### CONSIGNE A
Recopiez le passage de l'extrait sur la compensation carbone en commençant par "Nous voyons que" et en continuant jusqu'à "quadrature du cercle.".
### CONSIGNE B
Mettez à l'échelle les lignes du jeu de données de pointage d'objets, de la ligne contenant "Target: boat wake" jusqu'à la dernière de ces lignes, bornes comprises. Réécrivez uniquement ces lignes, consignes incluses, en multipliant chaque coordonnée des réponses par 1,05 et en arrondissant à l'entier le plus proche, les demis vers le haut.

### EXTRAIT DU DOCUMENT
====================

Ø L’alimentation d’une fondation, créée pour l’occasion, par un opérateur ; il garde le contrôle des sommes versées par ses clients, dans une transparence toute relative. Les fonds sont déclarés destinés à un programme de reforestation.
Les modes de collecte varient eux aussi :
Ø Le montant à compenser (calculé comment ?) est intégré au forfait ; il est possible ou pas de le retrancher
Ø L’adresse d’un organisme de vente de crédit carbone est fournie, avec le montant à compenser
Nous voyons donc que les offres sont liées, d’une manière ou d’une autre, et dans la plupart des cas, à une offre captive et/ou pire, peu lisible.
4/ [V.V.E.] insiste pour dire que la compensation, volontaire ou obligatoire, n’est pas un passeport pour polluer en toute bonne conscience ; et ne peut permettre l’économie d’une réflexion sur nos modes de consommation des transports.
Nous voyons que réfléchir sur les mécanismes de compensation carbone mène tout droit à une réflexion sur nos modes de déplacement… qui relève de la quadrature du cercle.
Alors instrument de bonne conscience ? Grâce aux outils de calcul, la compensation carbone ne sert-elle qu’à rendre invisibles les nuisances engendrées ? Comment penser que dépenser 50 € en plus de son voyage va effacer celui-ci ? Serait-ce si simple ?
On peut se le demander dans la mesure où la plupart des programmes qu’ils soutiennent ne garantissent ni contraintes ni vérifications susceptibles d’être exigées.
Mais faut-il demander à un voyagiste de compenser nos propres trajets en avion (ou le forfait complet) ? Il n’est pas propriétaire des avions et de leurs nuisances ; il ne fait qu’incorporer à son forfait un service que demande le consommateur. Il incombe donc au consommateur de se renseigner, et de juger lui-même, par une démarche volontaire, s’il doit essayer de compenser ses déplacements en avion, et acheter ce service à l’opérateur qui lui semble le plus pertinent. Cela éviterait les offres sans valeur, à la fois juge et partie, et la récupération de la réflexion, par les opérateurs touristiques, qui ont intérêt à « verdir » leurs activités. Et surtout à éviter que chacun ne se détourne des voyages utilisant l’avion. Notons que les programmes de cumul de Mile’s sont plus visibles encore dans la communication ; poussant à consommer, ils sont plutôt en contradiction avec une réduction de nos GES.

====================

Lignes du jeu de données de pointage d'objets

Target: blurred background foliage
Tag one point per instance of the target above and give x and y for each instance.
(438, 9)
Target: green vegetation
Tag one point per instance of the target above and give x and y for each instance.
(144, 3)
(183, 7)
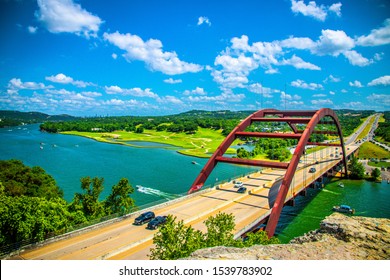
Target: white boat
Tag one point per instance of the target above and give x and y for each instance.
(344, 209)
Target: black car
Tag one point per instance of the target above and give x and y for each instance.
(241, 190)
(144, 218)
(156, 222)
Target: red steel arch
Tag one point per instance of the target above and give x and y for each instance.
(311, 118)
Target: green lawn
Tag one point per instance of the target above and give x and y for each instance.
(200, 144)
(370, 150)
(379, 164)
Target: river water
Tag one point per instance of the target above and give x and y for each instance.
(163, 174)
(160, 173)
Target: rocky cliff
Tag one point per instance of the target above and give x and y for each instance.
(339, 237)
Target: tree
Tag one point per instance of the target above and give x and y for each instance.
(88, 201)
(19, 179)
(175, 240)
(356, 169)
(375, 174)
(219, 230)
(119, 200)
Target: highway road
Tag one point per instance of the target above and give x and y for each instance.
(123, 240)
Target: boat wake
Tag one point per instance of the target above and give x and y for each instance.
(325, 190)
(155, 192)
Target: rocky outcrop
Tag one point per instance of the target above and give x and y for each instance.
(339, 237)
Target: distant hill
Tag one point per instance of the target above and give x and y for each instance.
(14, 118)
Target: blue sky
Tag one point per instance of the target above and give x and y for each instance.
(156, 57)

====================

### RÉPONSE A
Nous voyons que réfléchir sur les mécanismes de compensation carbone mène tout droit à une réflexion sur nos modes de déplacement… qui relève de la quadrature du cercle.

### RÉPONSE B
Target: boat wake
Tag one point per instance of the target above and give x and y for each instance.
(341, 200)
(163, 202)
Target: rocky outcrop
Tag one point per instance of the target above and give x and y for each instance.
(356, 249)
Target: distant hill
Tag one point per instance of the target above and give x and y for each instance.
(15, 124)
Target: blue sky
Tag one point per instance of the target above and give x and y for each instance.
(164, 60)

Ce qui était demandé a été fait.